§ Passage given:
== == ==

So on top.. it might work it might not. And your plumber is 100% right in not taking responsibility for this installation. The tile can crack and you now blame him for your installation issue. Not fair


----------



## tpolk

i would drill holes thru tile to fasten straight into subfloor. If we knew before we would shim the flange the approx height of the floor to be installed. many of the plumbers i have worked with who were good at what they do would ask for ff height


----------



## oh'mike

I've been a bathroom remodeler for 17 years---Bob is right flange screwed to subfloor --tile cut around the flange,

You can probably make a success of screwing the flange to the tile--sure won't give you much room for the wax ring however. Do not use glue or silicone to attach the flange to the tile-Screw,that's the ticket.--Mike--


----------



## Alan

I would be careful doing that... just for the fact that if your screw pushes back out a bunch of thinset chunks and backerboard pieces up against the bottom of the tile it could pop off.

== == ==

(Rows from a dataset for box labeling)
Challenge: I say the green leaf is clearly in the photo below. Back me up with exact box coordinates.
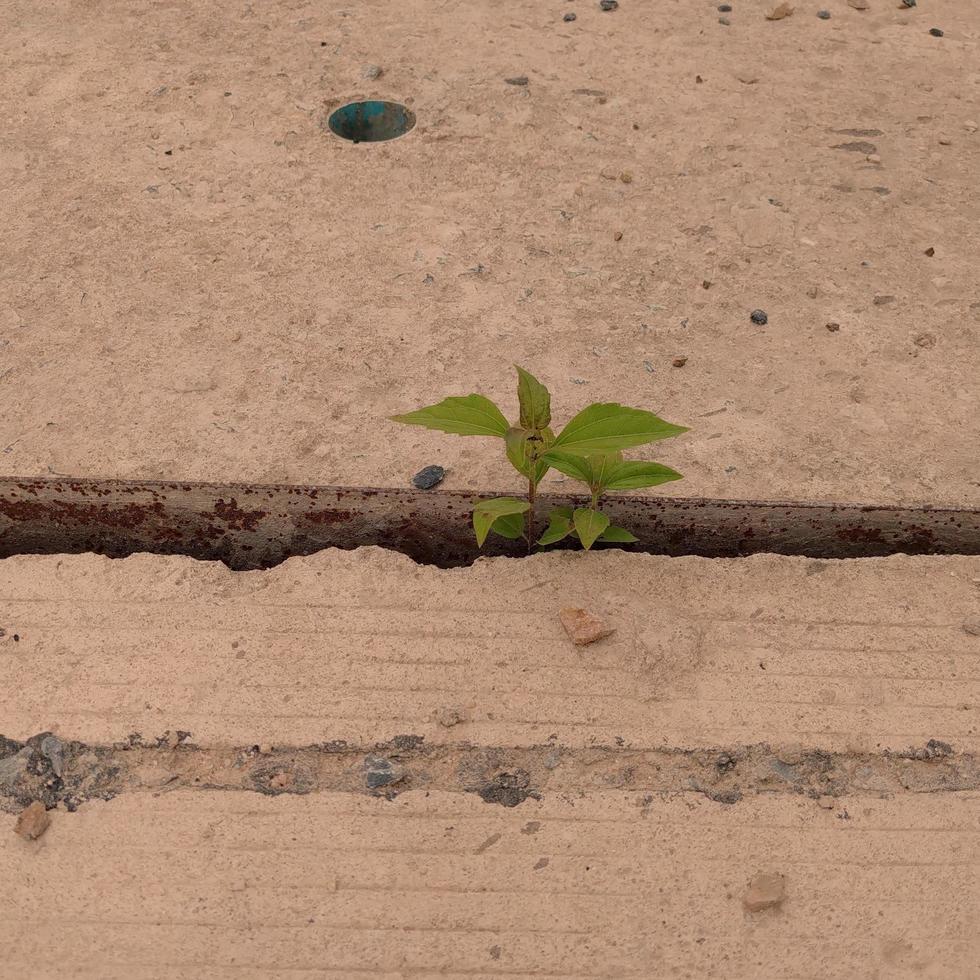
[490,514,524,541]
[391,395,508,438]
[606,460,684,490]
[554,402,687,456]
[473,497,531,548]
[542,449,623,494]
[504,426,555,483]
[572,507,609,551]
[542,449,592,483]
[514,364,551,429]
[538,507,572,544]
[596,524,640,544]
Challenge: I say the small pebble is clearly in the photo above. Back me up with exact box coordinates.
[742,874,786,912]
[558,607,616,647]
[433,707,466,728]
[412,466,446,490]
[14,800,51,840]
[364,755,405,789]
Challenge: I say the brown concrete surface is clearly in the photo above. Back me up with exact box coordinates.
[0,0,980,505]
[0,549,980,980]
[0,548,980,752]
[0,791,980,980]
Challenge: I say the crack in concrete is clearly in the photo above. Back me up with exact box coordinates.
[0,731,980,812]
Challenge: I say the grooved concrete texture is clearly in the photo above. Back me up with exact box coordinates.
[0,791,980,980]
[0,549,980,752]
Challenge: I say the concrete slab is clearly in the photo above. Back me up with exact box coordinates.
[0,790,980,980]
[0,549,980,752]
[0,0,980,506]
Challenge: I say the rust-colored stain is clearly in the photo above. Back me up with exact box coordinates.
[214,498,267,531]
[0,478,980,568]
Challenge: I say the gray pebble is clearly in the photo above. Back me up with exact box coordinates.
[412,466,446,490]
[41,735,65,777]
[364,755,405,789]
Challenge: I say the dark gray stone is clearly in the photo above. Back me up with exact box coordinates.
[412,466,446,490]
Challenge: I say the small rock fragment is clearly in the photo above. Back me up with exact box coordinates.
[364,755,405,789]
[14,800,51,840]
[742,872,786,912]
[433,706,466,728]
[558,606,616,647]
[41,735,65,778]
[412,466,446,490]
[766,3,793,20]
[269,769,295,789]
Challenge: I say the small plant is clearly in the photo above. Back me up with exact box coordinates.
[392,367,687,550]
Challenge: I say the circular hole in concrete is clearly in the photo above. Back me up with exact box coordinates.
[327,101,415,143]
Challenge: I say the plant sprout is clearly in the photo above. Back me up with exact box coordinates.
[392,365,688,550]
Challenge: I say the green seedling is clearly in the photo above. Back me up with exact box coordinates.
[392,367,687,550]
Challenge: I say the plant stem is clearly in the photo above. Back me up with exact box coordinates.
[527,476,538,554]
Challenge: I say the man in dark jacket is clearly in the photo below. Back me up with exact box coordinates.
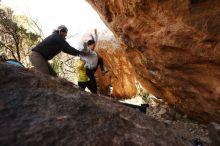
[29,25,80,76]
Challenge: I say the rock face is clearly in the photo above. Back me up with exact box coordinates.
[0,64,189,146]
[96,30,137,99]
[87,0,220,122]
[209,122,220,146]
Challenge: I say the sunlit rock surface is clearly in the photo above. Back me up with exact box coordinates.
[96,30,137,99]
[87,0,220,122]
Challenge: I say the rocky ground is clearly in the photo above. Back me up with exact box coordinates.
[122,96,211,146]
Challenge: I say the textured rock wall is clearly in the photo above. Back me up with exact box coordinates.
[0,64,189,146]
[87,0,220,122]
[96,32,137,99]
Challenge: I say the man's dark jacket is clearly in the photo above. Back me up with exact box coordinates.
[32,32,80,60]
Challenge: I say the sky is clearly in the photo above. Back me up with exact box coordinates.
[1,0,106,47]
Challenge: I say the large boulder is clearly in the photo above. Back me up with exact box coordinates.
[96,30,137,99]
[0,64,189,146]
[87,0,220,122]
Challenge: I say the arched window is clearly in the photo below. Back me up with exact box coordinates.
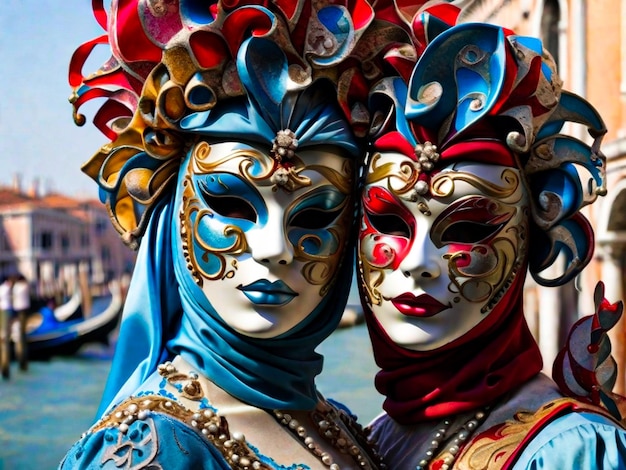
[541,0,561,66]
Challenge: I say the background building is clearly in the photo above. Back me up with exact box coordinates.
[0,178,135,298]
[454,0,626,394]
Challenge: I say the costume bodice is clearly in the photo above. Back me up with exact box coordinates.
[62,356,379,470]
[370,374,626,470]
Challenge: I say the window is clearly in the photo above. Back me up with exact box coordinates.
[61,233,70,253]
[39,231,54,250]
[541,0,561,66]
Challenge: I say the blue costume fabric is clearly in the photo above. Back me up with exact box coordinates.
[370,374,626,470]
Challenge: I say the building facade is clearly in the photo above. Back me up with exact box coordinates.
[0,187,135,298]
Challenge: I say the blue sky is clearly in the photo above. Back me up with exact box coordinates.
[0,0,106,197]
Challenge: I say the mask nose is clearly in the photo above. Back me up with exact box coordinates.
[248,204,294,265]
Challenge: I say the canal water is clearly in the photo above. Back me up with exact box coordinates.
[0,324,382,470]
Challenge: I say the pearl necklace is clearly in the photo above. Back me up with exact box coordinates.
[273,397,387,470]
[415,407,490,470]
[157,361,386,470]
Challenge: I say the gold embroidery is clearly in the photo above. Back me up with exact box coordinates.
[448,398,595,470]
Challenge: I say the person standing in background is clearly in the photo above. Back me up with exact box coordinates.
[11,274,30,371]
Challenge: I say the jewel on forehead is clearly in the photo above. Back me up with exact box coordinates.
[270,129,298,163]
[415,141,439,179]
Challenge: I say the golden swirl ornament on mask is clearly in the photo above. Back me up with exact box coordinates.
[70,0,409,247]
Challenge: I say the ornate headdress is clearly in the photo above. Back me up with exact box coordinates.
[370,5,606,286]
[70,0,408,246]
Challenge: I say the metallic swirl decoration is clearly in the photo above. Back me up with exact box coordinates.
[552,282,626,422]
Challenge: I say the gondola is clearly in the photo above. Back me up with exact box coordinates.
[26,283,123,359]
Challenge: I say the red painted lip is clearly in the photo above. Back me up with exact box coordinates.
[391,292,450,318]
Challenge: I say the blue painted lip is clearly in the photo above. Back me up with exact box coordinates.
[237,279,298,306]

== == ==

§ Directives:
A - In the forum thread, what does oh'mike say not to use to attach the flange to the tile?
B - Extract every line of the listing that contains the string "building", treating uppercase and lowercase as different.
The forum thread and the listing are unrelated to each other.

§ Results for each task:
A - Glue or silicone.

B -
Challenge: I say the background building is clearly in the photo above. Back me up with exact box coordinates.
Challenge: I say the building facade is clearly in the photo above. Back me up with exact box coordinates.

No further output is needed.